• MATERIAL PROVIDED:
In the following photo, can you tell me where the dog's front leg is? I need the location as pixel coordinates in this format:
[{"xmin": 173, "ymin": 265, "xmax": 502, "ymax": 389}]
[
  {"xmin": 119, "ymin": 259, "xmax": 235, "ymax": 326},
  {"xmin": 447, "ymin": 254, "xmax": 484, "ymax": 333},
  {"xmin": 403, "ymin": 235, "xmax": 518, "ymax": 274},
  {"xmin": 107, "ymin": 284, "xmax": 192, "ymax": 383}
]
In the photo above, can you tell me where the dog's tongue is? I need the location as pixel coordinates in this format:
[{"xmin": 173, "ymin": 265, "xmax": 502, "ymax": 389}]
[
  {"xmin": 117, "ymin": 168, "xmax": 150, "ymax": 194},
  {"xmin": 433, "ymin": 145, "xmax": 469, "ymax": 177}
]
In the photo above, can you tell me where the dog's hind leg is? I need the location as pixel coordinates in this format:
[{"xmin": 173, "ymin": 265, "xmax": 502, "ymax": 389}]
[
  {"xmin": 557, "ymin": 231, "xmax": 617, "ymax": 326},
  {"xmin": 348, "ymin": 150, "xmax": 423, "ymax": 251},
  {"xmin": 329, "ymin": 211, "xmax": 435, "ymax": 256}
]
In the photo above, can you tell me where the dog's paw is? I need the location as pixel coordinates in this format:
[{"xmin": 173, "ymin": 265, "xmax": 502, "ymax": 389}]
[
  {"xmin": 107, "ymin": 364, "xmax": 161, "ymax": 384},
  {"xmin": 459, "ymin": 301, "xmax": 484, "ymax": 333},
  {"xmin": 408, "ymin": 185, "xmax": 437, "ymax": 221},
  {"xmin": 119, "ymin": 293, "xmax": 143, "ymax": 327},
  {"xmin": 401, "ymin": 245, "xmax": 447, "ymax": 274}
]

* * *

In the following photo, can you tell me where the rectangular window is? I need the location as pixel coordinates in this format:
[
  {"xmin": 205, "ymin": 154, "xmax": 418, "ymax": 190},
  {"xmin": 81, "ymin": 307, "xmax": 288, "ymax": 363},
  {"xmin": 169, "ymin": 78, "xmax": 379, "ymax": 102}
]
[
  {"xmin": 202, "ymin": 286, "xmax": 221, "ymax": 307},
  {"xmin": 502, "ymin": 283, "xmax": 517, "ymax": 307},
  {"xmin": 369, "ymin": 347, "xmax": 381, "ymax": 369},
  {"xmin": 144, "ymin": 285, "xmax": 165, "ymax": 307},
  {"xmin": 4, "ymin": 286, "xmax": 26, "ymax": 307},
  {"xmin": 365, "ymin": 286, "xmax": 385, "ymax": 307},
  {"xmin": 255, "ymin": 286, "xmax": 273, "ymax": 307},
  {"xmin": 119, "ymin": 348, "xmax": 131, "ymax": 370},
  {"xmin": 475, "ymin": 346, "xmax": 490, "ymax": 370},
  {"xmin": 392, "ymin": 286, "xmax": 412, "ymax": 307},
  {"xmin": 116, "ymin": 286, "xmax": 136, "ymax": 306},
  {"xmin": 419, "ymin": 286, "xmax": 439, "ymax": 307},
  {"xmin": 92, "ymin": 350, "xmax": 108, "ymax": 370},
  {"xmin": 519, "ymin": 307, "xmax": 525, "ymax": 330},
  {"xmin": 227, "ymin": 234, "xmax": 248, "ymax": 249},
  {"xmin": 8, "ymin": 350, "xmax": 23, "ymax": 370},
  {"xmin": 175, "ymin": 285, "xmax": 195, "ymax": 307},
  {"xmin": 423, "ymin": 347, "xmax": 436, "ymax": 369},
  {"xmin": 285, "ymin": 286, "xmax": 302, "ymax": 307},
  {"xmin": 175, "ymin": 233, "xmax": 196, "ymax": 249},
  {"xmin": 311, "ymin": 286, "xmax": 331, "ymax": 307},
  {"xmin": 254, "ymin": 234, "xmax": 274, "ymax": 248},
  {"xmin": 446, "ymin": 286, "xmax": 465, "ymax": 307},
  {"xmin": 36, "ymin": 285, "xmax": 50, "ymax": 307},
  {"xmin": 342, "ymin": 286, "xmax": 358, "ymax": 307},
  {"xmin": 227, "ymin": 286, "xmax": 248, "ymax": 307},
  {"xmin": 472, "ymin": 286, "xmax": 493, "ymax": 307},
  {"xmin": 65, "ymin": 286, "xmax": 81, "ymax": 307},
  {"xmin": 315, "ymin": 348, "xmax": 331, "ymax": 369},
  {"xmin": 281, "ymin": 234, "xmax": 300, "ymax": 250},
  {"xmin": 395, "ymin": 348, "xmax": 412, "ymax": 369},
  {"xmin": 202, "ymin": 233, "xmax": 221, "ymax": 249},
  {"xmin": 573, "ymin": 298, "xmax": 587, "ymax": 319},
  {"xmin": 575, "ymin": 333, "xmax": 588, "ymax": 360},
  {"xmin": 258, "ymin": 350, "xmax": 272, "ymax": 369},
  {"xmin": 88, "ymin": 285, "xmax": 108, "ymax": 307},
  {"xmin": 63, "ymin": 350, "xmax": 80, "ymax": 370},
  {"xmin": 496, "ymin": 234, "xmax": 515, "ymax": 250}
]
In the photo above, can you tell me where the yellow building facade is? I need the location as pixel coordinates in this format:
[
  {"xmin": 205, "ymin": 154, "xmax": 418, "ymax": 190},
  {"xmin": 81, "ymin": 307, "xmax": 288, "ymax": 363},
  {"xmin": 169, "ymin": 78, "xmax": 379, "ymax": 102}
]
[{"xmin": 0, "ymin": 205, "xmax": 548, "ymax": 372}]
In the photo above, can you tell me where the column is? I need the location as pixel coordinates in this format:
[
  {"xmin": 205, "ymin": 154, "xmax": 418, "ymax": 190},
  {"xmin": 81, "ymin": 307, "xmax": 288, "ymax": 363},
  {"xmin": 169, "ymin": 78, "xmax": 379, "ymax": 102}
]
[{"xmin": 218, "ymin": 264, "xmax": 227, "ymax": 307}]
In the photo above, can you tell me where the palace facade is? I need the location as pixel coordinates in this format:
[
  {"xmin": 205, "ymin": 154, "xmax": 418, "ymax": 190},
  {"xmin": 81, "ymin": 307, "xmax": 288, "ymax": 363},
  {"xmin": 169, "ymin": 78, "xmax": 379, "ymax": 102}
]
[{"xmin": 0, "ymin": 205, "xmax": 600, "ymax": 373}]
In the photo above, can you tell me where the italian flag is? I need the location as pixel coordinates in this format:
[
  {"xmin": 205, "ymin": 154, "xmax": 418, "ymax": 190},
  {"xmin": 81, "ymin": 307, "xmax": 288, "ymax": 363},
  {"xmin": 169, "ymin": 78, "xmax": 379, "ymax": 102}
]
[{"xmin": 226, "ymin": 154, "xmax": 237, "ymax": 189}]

• OBJECTIVE: Show each line above that contains the word "following", copying every such line in full.

• CORRECT RESPONSE:
In the following photo, can you tell me where the dog's front leg is? I need the location as pixel coordinates in this format:
In the following photo, can you tell me where the rectangular window is? I need the location as pixel coordinates in this format:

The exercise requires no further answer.